THE TASK |
Each line from the one that contains "# give the mask of every instance of the pink flower" to the end of the material must be quoted exactly; include both end lines and nothing else.

### GIVEN RECORDS

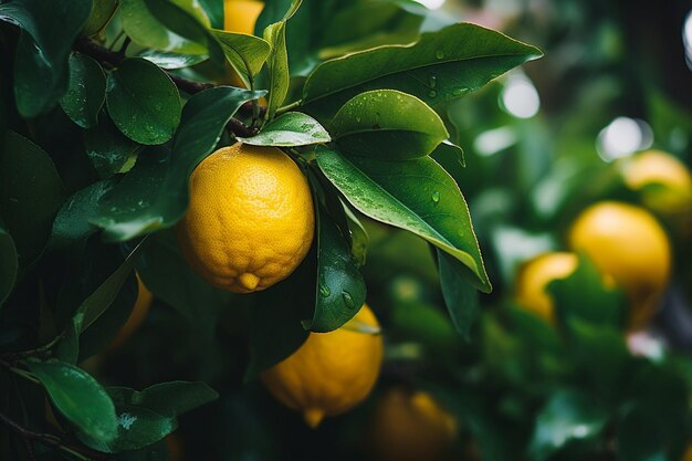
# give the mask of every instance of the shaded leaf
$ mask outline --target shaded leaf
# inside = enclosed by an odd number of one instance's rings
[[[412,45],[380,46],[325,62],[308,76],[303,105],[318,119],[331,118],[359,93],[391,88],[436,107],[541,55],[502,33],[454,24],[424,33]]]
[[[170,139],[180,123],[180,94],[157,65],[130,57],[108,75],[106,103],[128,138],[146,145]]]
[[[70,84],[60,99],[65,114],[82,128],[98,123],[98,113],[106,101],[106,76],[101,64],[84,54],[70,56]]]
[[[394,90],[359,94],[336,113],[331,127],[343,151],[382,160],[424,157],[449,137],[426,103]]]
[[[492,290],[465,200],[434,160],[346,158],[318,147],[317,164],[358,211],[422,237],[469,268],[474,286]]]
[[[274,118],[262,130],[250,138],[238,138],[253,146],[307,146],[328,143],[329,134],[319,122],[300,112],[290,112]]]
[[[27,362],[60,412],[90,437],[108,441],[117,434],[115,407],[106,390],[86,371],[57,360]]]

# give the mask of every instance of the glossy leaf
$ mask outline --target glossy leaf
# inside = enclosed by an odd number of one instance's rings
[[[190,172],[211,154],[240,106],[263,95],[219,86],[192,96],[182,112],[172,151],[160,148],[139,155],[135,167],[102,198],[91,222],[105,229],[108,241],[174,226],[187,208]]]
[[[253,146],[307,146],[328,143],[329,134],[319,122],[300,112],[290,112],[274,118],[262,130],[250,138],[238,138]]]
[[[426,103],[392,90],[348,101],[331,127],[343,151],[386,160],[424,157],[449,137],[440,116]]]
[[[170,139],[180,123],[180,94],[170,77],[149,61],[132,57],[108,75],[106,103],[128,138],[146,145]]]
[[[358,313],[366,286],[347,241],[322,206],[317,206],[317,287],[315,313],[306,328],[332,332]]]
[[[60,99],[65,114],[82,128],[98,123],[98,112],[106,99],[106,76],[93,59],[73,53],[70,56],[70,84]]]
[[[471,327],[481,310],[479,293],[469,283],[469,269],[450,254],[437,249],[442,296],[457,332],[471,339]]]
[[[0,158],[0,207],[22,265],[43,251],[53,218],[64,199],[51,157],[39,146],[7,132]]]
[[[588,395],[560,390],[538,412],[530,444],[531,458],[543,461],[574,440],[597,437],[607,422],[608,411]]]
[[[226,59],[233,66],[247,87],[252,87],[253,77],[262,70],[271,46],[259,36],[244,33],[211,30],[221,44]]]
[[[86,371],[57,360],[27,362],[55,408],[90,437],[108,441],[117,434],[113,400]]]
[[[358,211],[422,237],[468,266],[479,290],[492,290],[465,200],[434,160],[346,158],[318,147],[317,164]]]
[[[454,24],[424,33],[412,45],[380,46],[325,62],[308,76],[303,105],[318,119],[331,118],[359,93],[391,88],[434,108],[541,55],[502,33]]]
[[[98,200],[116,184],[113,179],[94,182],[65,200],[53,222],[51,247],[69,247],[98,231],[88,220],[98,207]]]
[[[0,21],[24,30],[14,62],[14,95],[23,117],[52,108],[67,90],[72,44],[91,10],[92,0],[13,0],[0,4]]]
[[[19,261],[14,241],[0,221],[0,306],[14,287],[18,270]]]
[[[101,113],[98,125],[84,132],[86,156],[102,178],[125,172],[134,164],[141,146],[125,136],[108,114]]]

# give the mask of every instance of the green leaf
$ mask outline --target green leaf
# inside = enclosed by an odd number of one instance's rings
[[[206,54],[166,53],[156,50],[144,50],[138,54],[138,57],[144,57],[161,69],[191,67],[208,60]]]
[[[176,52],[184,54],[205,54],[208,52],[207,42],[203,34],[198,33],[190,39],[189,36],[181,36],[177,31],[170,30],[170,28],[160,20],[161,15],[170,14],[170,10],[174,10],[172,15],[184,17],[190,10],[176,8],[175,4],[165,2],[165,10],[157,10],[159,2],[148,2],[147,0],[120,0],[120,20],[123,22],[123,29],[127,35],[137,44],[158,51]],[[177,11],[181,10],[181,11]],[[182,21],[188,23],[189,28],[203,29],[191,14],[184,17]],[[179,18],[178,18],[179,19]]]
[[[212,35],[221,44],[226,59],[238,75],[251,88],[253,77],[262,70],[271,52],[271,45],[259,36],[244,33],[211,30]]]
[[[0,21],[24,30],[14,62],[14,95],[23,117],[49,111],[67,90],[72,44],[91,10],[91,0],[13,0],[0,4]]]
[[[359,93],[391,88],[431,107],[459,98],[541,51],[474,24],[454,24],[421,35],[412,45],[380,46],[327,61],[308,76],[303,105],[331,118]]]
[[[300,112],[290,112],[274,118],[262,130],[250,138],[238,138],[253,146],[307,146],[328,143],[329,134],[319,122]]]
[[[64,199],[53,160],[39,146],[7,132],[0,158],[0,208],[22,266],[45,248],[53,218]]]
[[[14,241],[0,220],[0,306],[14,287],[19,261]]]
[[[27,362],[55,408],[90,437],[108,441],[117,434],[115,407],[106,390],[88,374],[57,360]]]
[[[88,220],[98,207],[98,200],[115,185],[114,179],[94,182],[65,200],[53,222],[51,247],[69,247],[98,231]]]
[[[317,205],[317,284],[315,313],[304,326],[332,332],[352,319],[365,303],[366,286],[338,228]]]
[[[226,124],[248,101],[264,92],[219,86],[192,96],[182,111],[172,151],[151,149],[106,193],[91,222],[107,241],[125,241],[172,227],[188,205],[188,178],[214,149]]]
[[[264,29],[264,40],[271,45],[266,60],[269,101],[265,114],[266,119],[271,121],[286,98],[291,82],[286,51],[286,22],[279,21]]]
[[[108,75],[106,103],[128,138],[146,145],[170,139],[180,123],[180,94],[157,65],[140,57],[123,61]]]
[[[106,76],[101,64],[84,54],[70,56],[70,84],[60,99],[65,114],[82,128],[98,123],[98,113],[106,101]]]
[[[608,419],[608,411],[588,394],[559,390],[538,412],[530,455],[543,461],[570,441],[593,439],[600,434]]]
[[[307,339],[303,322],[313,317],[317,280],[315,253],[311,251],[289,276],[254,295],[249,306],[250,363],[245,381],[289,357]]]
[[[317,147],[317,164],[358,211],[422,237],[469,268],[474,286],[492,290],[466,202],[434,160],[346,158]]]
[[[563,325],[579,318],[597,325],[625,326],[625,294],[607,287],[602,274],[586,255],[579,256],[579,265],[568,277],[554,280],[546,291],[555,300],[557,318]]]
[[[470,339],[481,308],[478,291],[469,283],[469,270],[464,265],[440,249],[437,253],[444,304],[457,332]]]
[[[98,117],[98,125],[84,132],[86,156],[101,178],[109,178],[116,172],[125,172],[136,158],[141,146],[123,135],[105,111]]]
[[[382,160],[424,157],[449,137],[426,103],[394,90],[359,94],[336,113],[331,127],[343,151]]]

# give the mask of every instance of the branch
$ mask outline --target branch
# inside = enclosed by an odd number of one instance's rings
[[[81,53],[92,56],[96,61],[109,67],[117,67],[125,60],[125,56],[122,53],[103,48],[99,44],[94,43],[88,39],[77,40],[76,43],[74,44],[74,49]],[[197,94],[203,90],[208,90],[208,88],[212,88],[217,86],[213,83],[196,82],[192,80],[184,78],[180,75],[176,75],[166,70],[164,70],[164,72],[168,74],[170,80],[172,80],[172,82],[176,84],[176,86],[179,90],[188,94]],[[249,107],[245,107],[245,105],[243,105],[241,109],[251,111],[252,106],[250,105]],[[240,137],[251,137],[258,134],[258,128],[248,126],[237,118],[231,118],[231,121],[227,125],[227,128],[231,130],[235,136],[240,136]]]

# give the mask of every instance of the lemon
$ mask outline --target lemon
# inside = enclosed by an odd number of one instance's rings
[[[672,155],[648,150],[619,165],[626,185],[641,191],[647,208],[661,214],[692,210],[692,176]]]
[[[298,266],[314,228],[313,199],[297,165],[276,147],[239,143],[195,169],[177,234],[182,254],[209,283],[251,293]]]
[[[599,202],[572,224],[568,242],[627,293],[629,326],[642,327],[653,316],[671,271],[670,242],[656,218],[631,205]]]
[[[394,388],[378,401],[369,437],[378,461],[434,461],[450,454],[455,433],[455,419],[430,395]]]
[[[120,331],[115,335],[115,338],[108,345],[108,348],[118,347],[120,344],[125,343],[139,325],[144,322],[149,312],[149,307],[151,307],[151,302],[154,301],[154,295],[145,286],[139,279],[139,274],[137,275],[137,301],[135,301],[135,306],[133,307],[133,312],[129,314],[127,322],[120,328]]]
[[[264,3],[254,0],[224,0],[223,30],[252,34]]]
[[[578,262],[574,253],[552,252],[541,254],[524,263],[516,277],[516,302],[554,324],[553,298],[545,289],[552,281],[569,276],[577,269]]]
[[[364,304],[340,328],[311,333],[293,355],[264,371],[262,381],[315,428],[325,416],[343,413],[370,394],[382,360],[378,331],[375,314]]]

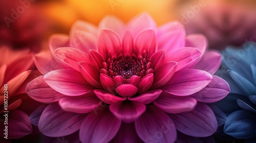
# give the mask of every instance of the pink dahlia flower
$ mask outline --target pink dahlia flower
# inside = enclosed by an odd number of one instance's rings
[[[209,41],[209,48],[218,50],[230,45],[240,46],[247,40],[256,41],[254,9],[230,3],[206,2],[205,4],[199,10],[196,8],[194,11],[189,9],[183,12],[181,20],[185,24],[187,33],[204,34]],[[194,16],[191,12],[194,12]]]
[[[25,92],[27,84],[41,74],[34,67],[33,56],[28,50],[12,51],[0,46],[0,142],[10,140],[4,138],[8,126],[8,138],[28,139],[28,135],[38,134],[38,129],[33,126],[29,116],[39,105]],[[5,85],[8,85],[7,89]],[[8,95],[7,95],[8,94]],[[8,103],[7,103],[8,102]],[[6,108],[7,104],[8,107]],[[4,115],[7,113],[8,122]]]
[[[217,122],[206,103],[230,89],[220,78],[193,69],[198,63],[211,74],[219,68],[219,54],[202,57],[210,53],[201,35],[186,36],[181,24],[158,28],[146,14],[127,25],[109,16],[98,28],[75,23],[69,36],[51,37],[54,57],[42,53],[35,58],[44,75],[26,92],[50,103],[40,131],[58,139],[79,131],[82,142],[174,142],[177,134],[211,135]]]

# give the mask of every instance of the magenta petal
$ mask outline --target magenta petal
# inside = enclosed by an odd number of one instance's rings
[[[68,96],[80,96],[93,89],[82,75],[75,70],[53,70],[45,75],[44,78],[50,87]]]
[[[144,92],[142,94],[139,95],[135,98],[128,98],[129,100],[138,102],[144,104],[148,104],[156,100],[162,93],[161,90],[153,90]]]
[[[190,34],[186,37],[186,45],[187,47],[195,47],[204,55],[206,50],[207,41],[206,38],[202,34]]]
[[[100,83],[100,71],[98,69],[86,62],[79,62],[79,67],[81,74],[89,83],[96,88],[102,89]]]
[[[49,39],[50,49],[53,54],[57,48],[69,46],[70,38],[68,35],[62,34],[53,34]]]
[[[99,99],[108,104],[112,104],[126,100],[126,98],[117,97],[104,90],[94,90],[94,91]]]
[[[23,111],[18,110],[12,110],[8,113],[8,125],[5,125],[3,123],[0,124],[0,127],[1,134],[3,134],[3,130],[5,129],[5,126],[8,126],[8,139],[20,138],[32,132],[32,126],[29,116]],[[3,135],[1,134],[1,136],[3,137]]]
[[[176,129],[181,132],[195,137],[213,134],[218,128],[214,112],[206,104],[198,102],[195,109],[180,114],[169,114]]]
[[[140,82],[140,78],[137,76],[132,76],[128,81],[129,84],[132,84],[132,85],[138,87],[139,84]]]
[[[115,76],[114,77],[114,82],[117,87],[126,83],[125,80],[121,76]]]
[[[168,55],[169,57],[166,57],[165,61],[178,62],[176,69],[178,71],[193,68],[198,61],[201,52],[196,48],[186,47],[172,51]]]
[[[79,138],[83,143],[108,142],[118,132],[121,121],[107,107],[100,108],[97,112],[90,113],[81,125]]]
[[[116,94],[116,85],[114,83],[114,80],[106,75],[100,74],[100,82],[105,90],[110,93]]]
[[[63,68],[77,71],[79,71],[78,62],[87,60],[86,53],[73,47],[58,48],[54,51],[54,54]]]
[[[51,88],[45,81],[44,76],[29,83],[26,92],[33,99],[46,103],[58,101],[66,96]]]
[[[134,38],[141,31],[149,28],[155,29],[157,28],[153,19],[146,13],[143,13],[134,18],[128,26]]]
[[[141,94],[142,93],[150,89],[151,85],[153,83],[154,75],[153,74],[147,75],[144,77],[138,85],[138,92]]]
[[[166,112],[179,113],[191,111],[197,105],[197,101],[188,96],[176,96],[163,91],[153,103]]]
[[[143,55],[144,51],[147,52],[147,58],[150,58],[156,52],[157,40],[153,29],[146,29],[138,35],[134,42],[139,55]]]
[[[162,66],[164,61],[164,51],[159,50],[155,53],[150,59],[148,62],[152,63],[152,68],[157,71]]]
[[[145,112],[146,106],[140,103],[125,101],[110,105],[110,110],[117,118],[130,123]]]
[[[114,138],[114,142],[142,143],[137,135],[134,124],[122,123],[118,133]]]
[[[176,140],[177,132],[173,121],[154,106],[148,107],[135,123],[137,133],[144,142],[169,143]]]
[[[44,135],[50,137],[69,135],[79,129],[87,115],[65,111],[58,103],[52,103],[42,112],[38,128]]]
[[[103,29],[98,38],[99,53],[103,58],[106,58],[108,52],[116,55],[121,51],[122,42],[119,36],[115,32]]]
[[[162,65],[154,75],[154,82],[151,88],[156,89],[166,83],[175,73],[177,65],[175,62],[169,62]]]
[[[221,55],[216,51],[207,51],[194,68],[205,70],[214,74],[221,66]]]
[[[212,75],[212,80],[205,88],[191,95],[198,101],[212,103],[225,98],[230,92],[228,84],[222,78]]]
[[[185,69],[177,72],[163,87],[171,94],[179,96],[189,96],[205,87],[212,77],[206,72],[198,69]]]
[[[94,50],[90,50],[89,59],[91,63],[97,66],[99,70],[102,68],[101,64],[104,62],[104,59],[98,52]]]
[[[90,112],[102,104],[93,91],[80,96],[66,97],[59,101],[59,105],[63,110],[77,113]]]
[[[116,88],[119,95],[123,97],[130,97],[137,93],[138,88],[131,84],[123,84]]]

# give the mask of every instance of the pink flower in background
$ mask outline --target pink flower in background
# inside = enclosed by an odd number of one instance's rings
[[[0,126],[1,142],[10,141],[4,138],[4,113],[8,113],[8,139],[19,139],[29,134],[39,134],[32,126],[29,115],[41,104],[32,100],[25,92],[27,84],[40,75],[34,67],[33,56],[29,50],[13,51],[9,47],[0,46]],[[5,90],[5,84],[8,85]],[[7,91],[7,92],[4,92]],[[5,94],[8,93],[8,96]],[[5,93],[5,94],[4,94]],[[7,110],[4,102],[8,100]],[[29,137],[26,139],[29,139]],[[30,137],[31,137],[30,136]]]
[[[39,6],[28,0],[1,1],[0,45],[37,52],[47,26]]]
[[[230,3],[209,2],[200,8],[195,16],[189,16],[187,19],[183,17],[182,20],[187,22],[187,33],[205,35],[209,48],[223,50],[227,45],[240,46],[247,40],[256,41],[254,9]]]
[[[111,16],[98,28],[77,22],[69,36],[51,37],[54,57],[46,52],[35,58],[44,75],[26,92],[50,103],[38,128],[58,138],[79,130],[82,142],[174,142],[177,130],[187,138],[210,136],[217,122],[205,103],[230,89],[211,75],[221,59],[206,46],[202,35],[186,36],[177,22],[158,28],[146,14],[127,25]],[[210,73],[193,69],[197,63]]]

######

THE OUTPUT |
# give the mask of every instance of the pink flower in background
$ mask outline --target pink flower in background
# inside = enclosed by an odd number of one instance's rings
[[[0,126],[1,142],[10,141],[4,138],[4,113],[8,113],[8,139],[19,139],[29,134],[39,134],[32,126],[29,115],[41,104],[32,100],[25,92],[27,84],[40,75],[34,67],[33,56],[29,50],[13,51],[9,47],[0,46]],[[5,90],[5,84],[8,85]],[[7,91],[7,92],[4,92]],[[5,94],[8,93],[8,96]],[[5,93],[5,94],[4,94]],[[7,110],[4,102],[8,100]],[[29,137],[26,139],[29,139]],[[30,137],[31,137],[30,136]]]
[[[39,6],[28,0],[1,1],[0,45],[37,52],[47,26]]]
[[[230,3],[209,2],[200,8],[195,16],[189,16],[187,19],[183,17],[182,20],[187,22],[187,33],[205,35],[209,48],[223,50],[227,45],[240,46],[247,40],[256,41],[254,9]]]
[[[111,16],[98,28],[77,22],[69,36],[51,37],[54,57],[46,52],[35,58],[44,75],[26,92],[50,103],[38,128],[58,138],[79,130],[82,142],[174,142],[177,130],[187,138],[210,136],[217,122],[205,103],[230,89],[211,75],[221,59],[206,46],[202,35],[186,36],[177,22],[158,28],[146,14],[127,25]],[[210,73],[193,69],[197,63]]]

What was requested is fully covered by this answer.